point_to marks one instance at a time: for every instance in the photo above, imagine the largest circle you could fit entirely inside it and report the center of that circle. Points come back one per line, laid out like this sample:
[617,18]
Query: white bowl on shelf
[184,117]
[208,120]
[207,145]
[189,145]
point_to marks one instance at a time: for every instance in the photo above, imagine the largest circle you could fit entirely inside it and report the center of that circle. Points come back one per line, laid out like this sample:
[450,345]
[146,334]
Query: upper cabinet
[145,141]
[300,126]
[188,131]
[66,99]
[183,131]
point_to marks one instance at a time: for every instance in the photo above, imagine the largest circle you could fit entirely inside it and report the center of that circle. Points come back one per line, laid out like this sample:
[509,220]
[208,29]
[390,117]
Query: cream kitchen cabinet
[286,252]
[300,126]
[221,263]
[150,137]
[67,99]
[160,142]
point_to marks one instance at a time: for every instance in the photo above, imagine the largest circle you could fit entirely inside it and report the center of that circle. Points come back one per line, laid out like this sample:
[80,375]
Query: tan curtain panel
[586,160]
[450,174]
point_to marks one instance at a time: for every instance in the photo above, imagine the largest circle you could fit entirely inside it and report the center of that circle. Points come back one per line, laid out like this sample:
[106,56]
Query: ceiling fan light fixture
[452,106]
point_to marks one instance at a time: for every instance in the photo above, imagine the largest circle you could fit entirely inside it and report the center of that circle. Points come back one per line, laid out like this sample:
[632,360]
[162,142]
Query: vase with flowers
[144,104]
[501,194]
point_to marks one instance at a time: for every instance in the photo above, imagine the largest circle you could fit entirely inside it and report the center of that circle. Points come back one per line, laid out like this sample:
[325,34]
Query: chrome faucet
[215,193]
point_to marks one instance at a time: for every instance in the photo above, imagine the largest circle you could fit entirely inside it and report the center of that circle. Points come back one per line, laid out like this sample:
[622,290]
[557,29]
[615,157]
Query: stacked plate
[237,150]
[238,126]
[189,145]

◇ ◇ ◇ ◇ ◇ ◇ ◇

• [Problem]: Make a verbatim copy of every entry shown above.

• [Solution]:
point_to marks one instance at a time: for every instance in the photo above, imagine the largest circle you could fit entirely inside it and report the center of that circle. Points come back one per line, laid out like this sample:
[617,18]
Query: white bowl on shelf
[184,117]
[208,120]
[207,145]
[189,145]
point_to marks one instance at a time: for every instance in the photo above, imagine the largest circle you could fit entirely inside it and report the center of that circle. Points come back one per line, laid out like this sample:
[450,345]
[146,334]
Query: upper cabinet
[145,141]
[300,126]
[188,131]
[66,99]
[183,131]
point_to marks one instance at a time: for every instance in the photo above, imagine the largest circle you could fit entirely inside it and report the center of that circle. Points come back one per line, laid out like this sample:
[509,220]
[208,29]
[390,117]
Query: cream kitchen cabinet
[286,252]
[300,126]
[221,263]
[150,137]
[67,99]
[160,142]
point_to marks one instance at a time: for every instance in the photo above, imagine the largest circle you could fit entirely inside it and report the center of that circle. Points come back one per line, laid out like this sample:
[80,375]
Query: tan curtain panel
[586,160]
[450,174]
point_to marks one instance at a time: for every instance in the photo above, imagine the largest circle you could fit entirely inside it and report the center of that circle. Points come back one per line, laid out like this sample:
[106,56]
Query: ceiling fan light fixture
[452,106]
point_to marks one instance at a time: for every instance in the photo above, imagine the largest circle you could fit entirely inside it and report the center of that circle. Points come back one per line, laid out like this sample:
[632,360]
[162,142]
Query: vase with flowers
[144,104]
[501,194]
point_to marks one instance at a time: for every instance in the photo above, imagine the largest circle you could fit entirely inside it and report the center of that circle. Points come back one per line, laid out like this sample:
[325,34]
Query: chrome faucet
[215,193]
point_to marks one instance at a time: for every instance in the photo above, imagine the largest circle you could fit entirely inside it and report the center of that circle. Points come back one per line, laid out like this sample:
[622,290]
[557,29]
[615,157]
Query: stacked plate
[237,150]
[238,126]
[189,145]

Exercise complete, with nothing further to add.